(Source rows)
* begin *

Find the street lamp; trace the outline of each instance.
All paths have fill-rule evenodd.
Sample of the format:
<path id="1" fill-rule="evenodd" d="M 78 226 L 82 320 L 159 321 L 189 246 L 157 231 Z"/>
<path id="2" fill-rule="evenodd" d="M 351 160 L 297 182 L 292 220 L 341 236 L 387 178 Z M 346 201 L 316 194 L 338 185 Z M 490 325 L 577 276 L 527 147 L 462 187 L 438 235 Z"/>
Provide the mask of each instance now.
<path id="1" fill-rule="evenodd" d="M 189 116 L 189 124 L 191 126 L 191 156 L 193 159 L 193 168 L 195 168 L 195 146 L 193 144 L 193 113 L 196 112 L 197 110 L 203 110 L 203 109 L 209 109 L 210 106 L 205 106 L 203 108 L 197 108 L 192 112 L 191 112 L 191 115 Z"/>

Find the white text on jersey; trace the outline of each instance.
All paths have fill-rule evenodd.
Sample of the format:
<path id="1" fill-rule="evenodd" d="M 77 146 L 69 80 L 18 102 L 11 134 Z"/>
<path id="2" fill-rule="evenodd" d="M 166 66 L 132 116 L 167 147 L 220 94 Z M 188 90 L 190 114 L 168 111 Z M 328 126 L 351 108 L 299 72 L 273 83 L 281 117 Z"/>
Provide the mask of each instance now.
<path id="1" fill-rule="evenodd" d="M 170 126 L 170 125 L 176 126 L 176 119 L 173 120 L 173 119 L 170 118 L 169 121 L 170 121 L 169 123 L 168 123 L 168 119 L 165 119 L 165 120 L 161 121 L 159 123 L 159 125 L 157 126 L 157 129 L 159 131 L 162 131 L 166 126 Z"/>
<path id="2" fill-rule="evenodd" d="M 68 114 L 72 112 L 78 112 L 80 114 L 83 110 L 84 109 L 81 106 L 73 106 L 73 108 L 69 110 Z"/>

* end *

> [Written problem]: Render every one of the rows above as a numbered list, leaving out blank lines.

> [Result]:
1. Find the street lamp; trace the outline of each instance.
2. All paths have fill-rule evenodd.
3. Sample of the format:
4. <path id="1" fill-rule="evenodd" d="M 78 226 L 82 320 L 159 321 L 189 246 L 157 231 Z"/>
5. <path id="2" fill-rule="evenodd" d="M 351 160 L 297 182 L 292 220 L 341 236 L 387 178 Z M 346 201 L 316 194 L 338 185 Z M 490 325 L 577 276 L 527 147 L 462 187 L 438 235 Z"/>
6. Provide the mask of each instance now.
7. <path id="1" fill-rule="evenodd" d="M 189 116 L 189 124 L 191 126 L 191 156 L 193 159 L 193 168 L 195 168 L 195 146 L 193 144 L 193 113 L 196 112 L 197 110 L 203 110 L 203 109 L 209 109 L 210 106 L 205 106 L 203 108 L 197 108 L 192 112 L 191 112 L 191 115 Z"/>
8. Find the white text on jersey; trace the outline of each instance.
9. All paths have fill-rule evenodd.
10. Sample of the format:
11. <path id="1" fill-rule="evenodd" d="M 77 146 L 69 80 L 18 102 L 11 134 Z"/>
12. <path id="2" fill-rule="evenodd" d="M 166 66 L 132 116 L 167 147 L 220 94 Z M 188 90 L 190 114 L 168 111 Z M 328 126 L 351 108 L 299 72 L 273 83 L 281 117 Z"/>
13. Provide the mask of each instance now.
14. <path id="1" fill-rule="evenodd" d="M 170 126 L 170 125 L 176 126 L 176 119 L 173 120 L 173 119 L 170 118 L 169 121 L 170 121 L 169 123 L 168 123 L 168 119 L 165 119 L 165 120 L 161 121 L 159 123 L 159 125 L 157 126 L 157 129 L 159 131 L 162 131 L 166 126 Z"/>
15. <path id="2" fill-rule="evenodd" d="M 68 114 L 72 112 L 78 112 L 80 114 L 83 110 L 84 109 L 81 106 L 73 106 L 73 108 L 69 110 Z"/>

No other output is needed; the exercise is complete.